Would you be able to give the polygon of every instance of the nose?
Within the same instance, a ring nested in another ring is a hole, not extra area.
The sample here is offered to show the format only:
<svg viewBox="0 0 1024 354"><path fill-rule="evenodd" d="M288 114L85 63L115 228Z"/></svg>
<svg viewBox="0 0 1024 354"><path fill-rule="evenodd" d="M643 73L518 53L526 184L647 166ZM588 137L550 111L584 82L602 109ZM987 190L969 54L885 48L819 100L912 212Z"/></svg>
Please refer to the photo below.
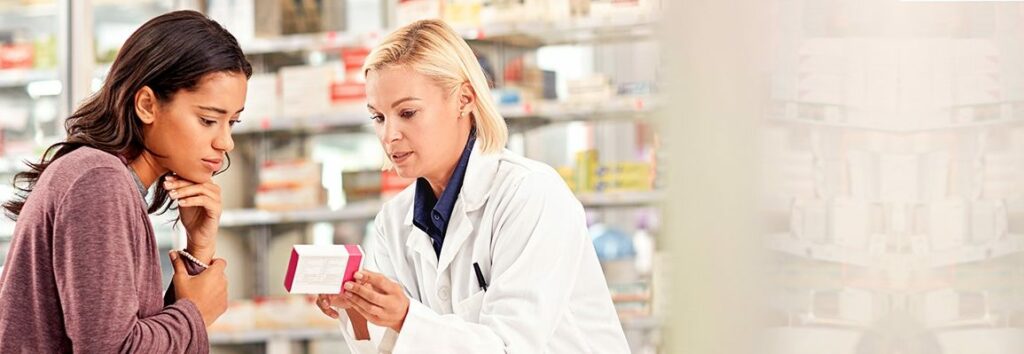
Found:
<svg viewBox="0 0 1024 354"><path fill-rule="evenodd" d="M224 152L230 152L234 149L234 139L231 138L230 128L224 129L220 134L217 134L217 137L213 139L213 148Z"/></svg>
<svg viewBox="0 0 1024 354"><path fill-rule="evenodd" d="M382 142L388 143L401 139L401 127L396 120L385 120L380 129L382 130L380 136Z"/></svg>

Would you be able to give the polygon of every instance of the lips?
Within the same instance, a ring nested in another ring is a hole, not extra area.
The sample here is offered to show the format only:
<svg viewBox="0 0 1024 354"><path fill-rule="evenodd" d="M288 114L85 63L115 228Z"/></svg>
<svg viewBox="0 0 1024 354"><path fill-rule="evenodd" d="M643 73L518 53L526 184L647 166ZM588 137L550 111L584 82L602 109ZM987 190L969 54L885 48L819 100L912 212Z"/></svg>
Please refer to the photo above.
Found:
<svg viewBox="0 0 1024 354"><path fill-rule="evenodd" d="M404 162L406 160L408 160L409 157L411 157L411 156L413 156L413 151L392 152L391 153L391 162L393 162L395 164L399 164L399 163Z"/></svg>
<svg viewBox="0 0 1024 354"><path fill-rule="evenodd" d="M220 171L220 166L223 164L223 160L220 159L203 159L203 165L210 169L210 172Z"/></svg>

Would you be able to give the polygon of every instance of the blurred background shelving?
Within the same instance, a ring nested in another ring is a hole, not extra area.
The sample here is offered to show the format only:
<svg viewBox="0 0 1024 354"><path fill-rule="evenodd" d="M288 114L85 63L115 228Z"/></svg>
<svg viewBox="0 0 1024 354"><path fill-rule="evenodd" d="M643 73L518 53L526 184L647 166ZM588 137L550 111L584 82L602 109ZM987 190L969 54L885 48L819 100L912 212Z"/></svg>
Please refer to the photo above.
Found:
<svg viewBox="0 0 1024 354"><path fill-rule="evenodd" d="M384 201L411 182L380 170L383 153L358 68L390 30L443 18L470 43L492 81L510 127L507 147L555 167L585 207L633 352L658 352L665 181L660 137L650 121L664 103L655 36L660 6L658 0L0 0L0 178L9 181L25 169L23 161L38 160L62 138L61 117L100 87L139 25L173 9L207 13L239 39L255 70L243 123L234 128L232 166L216 177L225 208L218 254L231 263L231 305L210 328L213 351L343 352L337 323L309 299L284 292L282 265L295 244L365 242ZM61 37L68 30L72 37ZM63 54L70 46L78 46L76 55ZM0 197L13 193L9 183L0 184ZM163 252L183 245L174 217L173 211L154 217ZM13 227L0 221L0 262ZM170 267L162 262L167 282Z"/></svg>

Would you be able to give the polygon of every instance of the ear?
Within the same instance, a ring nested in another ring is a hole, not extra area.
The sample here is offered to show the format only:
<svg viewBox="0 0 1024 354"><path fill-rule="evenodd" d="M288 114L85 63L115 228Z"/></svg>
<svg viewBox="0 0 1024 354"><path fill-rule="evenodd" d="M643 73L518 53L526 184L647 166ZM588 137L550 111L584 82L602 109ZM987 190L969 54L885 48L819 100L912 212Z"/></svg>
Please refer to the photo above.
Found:
<svg viewBox="0 0 1024 354"><path fill-rule="evenodd" d="M473 92L473 86L468 82L462 83L459 86L459 114L468 115L473 110L473 105L476 103L476 92Z"/></svg>
<svg viewBox="0 0 1024 354"><path fill-rule="evenodd" d="M157 94L148 86L135 92L135 115L142 124L153 124L157 117Z"/></svg>

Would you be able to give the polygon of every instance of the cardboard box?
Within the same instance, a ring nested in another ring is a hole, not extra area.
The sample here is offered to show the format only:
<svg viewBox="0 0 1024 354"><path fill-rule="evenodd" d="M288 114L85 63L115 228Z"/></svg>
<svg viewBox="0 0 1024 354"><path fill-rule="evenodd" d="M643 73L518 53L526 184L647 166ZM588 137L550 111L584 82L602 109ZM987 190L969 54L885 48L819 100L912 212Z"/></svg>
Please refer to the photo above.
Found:
<svg viewBox="0 0 1024 354"><path fill-rule="evenodd" d="M296 245L288 262L285 289L290 294L342 294L345 281L362 268L362 248L355 245Z"/></svg>
<svg viewBox="0 0 1024 354"><path fill-rule="evenodd" d="M281 78L282 115L288 119L323 115L331 108L334 67L285 67Z"/></svg>

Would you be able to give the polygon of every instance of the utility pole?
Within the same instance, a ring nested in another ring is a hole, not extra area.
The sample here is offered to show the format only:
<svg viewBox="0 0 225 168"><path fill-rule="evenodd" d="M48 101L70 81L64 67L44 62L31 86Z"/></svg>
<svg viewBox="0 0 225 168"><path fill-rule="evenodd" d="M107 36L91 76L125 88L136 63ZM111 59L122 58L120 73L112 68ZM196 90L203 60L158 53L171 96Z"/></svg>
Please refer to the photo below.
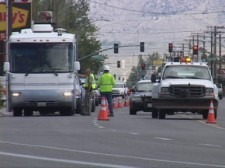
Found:
<svg viewBox="0 0 225 168"><path fill-rule="evenodd" d="M217 27L214 26L214 47L213 47L213 55L216 56L216 36L217 36ZM213 61L213 77L217 80L217 73L216 73L216 61Z"/></svg>
<svg viewBox="0 0 225 168"><path fill-rule="evenodd" d="M222 75L222 51L221 51L221 47L222 47L222 44L221 44L221 33L219 34L219 74Z"/></svg>
<svg viewBox="0 0 225 168"><path fill-rule="evenodd" d="M5 61L9 62L9 36L12 33L12 0L6 0L6 54ZM6 112L9 112L11 109L9 107L9 73L6 73Z"/></svg>

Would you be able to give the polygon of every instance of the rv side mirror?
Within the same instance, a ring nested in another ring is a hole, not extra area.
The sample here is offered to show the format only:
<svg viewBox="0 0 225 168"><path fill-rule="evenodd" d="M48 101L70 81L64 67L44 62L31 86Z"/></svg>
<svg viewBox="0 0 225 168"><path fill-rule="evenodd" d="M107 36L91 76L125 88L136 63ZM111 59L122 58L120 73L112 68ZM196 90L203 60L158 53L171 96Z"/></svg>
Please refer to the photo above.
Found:
<svg viewBox="0 0 225 168"><path fill-rule="evenodd" d="M75 62L74 62L74 66L75 66L75 67L74 67L74 70L75 70L75 71L79 71L79 70L80 70L80 62L79 62L79 61L75 61Z"/></svg>
<svg viewBox="0 0 225 168"><path fill-rule="evenodd" d="M10 70L9 62L4 62L3 70L4 70L4 72L9 72L9 70Z"/></svg>

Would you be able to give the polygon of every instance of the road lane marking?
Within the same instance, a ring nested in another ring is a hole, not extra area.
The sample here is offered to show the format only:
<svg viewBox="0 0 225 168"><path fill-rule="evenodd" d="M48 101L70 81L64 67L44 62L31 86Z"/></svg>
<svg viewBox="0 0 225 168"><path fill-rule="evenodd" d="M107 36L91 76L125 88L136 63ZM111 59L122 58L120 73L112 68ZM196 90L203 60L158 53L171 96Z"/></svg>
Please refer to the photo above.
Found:
<svg viewBox="0 0 225 168"><path fill-rule="evenodd" d="M204 146L212 146L212 147L222 147L221 145L215 145L215 144L200 144Z"/></svg>
<svg viewBox="0 0 225 168"><path fill-rule="evenodd" d="M174 164L181 164L182 166L185 164L185 165L194 165L194 166L225 168L225 165L219 165L219 164L206 164L206 163L197 163L197 162L185 162L185 161L176 161L176 160L143 158L143 157L129 156L129 155L117 155L117 154L110 154L110 153L100 153L100 152L91 152L91 151L83 151L83 150L75 150L75 149L57 148L57 147L50 147L50 146L44 146L44 145L22 144L22 143L1 141L1 140L0 140L0 143L11 144L11 145L27 146L27 147L32 147L32 148L36 147L36 148L60 150L60 151L67 151L67 152L77 152L77 153L100 155L100 156L110 156L110 157L116 157L116 158L127 158L127 159L138 159L138 160L144 160L144 161L174 163Z"/></svg>
<svg viewBox="0 0 225 168"><path fill-rule="evenodd" d="M169 138L164 138L164 137L154 137L155 139L160 139L160 140L164 140L164 141L171 141L172 139Z"/></svg>
<svg viewBox="0 0 225 168"><path fill-rule="evenodd" d="M76 164L76 165L79 164L79 165L86 165L86 166L98 166L98 167L108 167L108 168L134 168L134 167L123 166L123 165L104 164L104 163L95 163L95 162L82 162L78 160L49 158L49 157L34 156L34 155L8 153L8 152L0 152L0 155L26 158L26 159L34 159L34 160L44 160L44 161L51 161L51 162L60 162L60 163L67 163L67 164Z"/></svg>
<svg viewBox="0 0 225 168"><path fill-rule="evenodd" d="M222 130L225 130L224 127L220 127L218 125L215 125L215 124L207 124L205 121L199 121L200 123L203 123L205 125L208 125L208 126L211 126L211 127L214 127L214 128L218 128L218 129L222 129Z"/></svg>

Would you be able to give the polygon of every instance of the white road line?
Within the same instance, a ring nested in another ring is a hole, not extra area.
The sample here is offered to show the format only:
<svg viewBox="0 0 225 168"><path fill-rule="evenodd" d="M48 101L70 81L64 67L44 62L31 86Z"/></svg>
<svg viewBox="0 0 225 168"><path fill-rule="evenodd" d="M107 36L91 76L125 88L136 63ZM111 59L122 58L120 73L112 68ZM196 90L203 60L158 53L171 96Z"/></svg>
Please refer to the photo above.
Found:
<svg viewBox="0 0 225 168"><path fill-rule="evenodd" d="M221 147L221 145L215 145L215 144L200 144L204 146L213 146L213 147Z"/></svg>
<svg viewBox="0 0 225 168"><path fill-rule="evenodd" d="M160 139L160 140L164 140L164 141L171 141L172 139L169 138L164 138L164 137L154 137L155 139Z"/></svg>
<svg viewBox="0 0 225 168"><path fill-rule="evenodd" d="M76 164L76 165L79 164L79 165L86 165L86 166L98 166L98 167L108 167L108 168L133 168L130 166L123 166L123 165L82 162L82 161L78 161L78 160L48 158L48 157L42 157L42 156L15 154L15 153L8 153L8 152L0 152L0 155L12 156L12 157L18 157L18 158L26 158L26 159L34 159L34 160L44 160L44 161L51 161L51 162L60 162L60 163L67 163L67 164Z"/></svg>
<svg viewBox="0 0 225 168"><path fill-rule="evenodd" d="M83 151L83 150L57 148L57 147L50 147L50 146L44 146L44 145L21 144L21 143L7 142L7 141L1 141L1 140L0 140L0 143L11 144L11 145L27 146L27 147L32 147L32 148L36 147L36 148L60 150L60 151L68 151L68 152L77 152L77 153L92 154L92 155L110 156L110 157L117 157L117 158L128 158L128 159L139 159L139 160L144 160L144 161L174 163L174 164L181 164L182 166L184 166L184 164L185 164L185 165L194 165L194 166L205 166L205 167L214 167L214 168L222 167L222 168L225 168L225 165L219 165L219 164L206 164L206 163L197 163L197 162L184 162L184 161L176 161L176 160L143 158L143 157L129 156L129 155L117 155L117 154L109 154L109 153L99 153L99 152L91 152L91 151Z"/></svg>

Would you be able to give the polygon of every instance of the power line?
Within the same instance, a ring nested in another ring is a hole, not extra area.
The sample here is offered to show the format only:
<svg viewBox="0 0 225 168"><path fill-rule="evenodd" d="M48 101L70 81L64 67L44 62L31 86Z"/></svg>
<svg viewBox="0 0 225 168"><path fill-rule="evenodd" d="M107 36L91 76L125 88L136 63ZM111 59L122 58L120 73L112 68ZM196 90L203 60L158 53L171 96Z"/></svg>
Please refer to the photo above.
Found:
<svg viewBox="0 0 225 168"><path fill-rule="evenodd" d="M164 13L164 12L146 12L146 11L140 11L140 10L135 10L135 9L128 9L128 8L122 8L122 7L117 7L113 5L108 5L96 1L89 0L91 3L107 6L113 9L119 9L119 10L124 10L124 11L130 11L130 12L135 12L135 13L148 13L148 14L154 14L154 15L177 15L177 11L174 11L174 13ZM193 13L179 13L179 15L205 15L205 14L213 14L213 13L223 13L225 12L224 10L221 11L208 11L208 12L193 12Z"/></svg>

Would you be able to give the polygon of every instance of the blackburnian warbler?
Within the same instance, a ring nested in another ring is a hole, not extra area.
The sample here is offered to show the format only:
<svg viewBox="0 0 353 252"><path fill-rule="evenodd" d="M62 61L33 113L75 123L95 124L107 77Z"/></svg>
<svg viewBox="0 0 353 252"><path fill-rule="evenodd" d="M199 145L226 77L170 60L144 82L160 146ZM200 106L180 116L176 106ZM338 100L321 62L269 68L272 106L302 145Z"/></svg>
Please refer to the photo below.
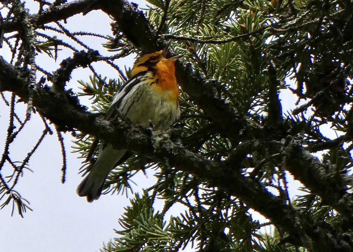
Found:
<svg viewBox="0 0 353 252"><path fill-rule="evenodd" d="M168 59L168 48L142 55L134 64L131 77L115 94L105 119L114 117L117 110L135 124L149 127L151 122L160 130L168 128L178 119L179 92L174 63L180 58ZM97 143L95 140L86 160L92 156ZM101 143L97 161L89 173L77 187L80 196L91 202L101 195L109 172L126 160L131 153Z"/></svg>

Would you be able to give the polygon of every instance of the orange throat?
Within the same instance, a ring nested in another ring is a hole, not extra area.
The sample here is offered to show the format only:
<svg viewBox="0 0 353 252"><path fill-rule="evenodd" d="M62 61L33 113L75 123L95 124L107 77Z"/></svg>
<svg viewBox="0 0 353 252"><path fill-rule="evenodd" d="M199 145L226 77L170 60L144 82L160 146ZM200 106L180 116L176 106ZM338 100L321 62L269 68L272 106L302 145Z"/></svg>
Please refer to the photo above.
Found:
<svg viewBox="0 0 353 252"><path fill-rule="evenodd" d="M157 71L155 77L156 84L161 91L170 91L174 98L177 99L179 90L175 76L174 62L166 60L161 60L156 65Z"/></svg>

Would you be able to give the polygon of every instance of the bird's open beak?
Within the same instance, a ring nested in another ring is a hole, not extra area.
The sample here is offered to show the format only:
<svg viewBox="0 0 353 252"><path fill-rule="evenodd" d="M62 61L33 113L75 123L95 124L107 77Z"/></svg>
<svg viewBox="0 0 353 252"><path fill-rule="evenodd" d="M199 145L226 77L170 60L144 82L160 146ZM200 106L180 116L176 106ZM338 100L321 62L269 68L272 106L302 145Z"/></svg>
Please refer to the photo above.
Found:
<svg viewBox="0 0 353 252"><path fill-rule="evenodd" d="M168 45L166 47L164 48L164 49L163 49L163 52L162 53L162 55L163 58L167 58L167 53L168 52L168 49L169 49L169 47L170 46L170 43L168 43ZM168 61L175 61L175 60L178 59L180 59L181 58L181 57L182 57L182 56L174 56L174 57L172 57L172 58L169 58L169 59L167 59L168 60Z"/></svg>
<svg viewBox="0 0 353 252"><path fill-rule="evenodd" d="M179 56L174 56L174 57L172 57L171 58L169 58L169 59L167 59L168 60L168 61L175 61L176 60L178 59L180 59L182 57L183 57L183 56L181 55L180 55Z"/></svg>
<svg viewBox="0 0 353 252"><path fill-rule="evenodd" d="M163 58L167 58L167 53L168 52L168 49L169 49L169 47L170 45L170 43L168 43L168 44L167 45L167 46L164 47L164 49L163 49L163 52L162 53L162 55Z"/></svg>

:::

(PROBLEM TO WORK ON):
Reproduce word for word the lines starting with the one that contains "road lane marking?" and continuing through the one that contains "146L212 146L212 147L222".

(COMPLETE ANSWER):
Would you be able to give the polygon of every instance of the road lane marking?
Within the same instance, a ring nested in another ring is a hole, not extra area.
The sample here is offered to show the format only:
<svg viewBox="0 0 225 168"><path fill-rule="evenodd" d="M48 101L70 81L64 67L44 62L31 86Z"/></svg>
<svg viewBox="0 0 225 168"><path fill-rule="evenodd" d="M107 36L91 76L125 88L136 63ZM111 59L122 58L120 73L112 68ZM196 90L203 60L158 53L171 96Z"/></svg>
Please refer to the photo above.
Found:
<svg viewBox="0 0 225 168"><path fill-rule="evenodd" d="M204 146L212 146L212 147L222 147L221 145L215 145L215 144L200 144Z"/></svg>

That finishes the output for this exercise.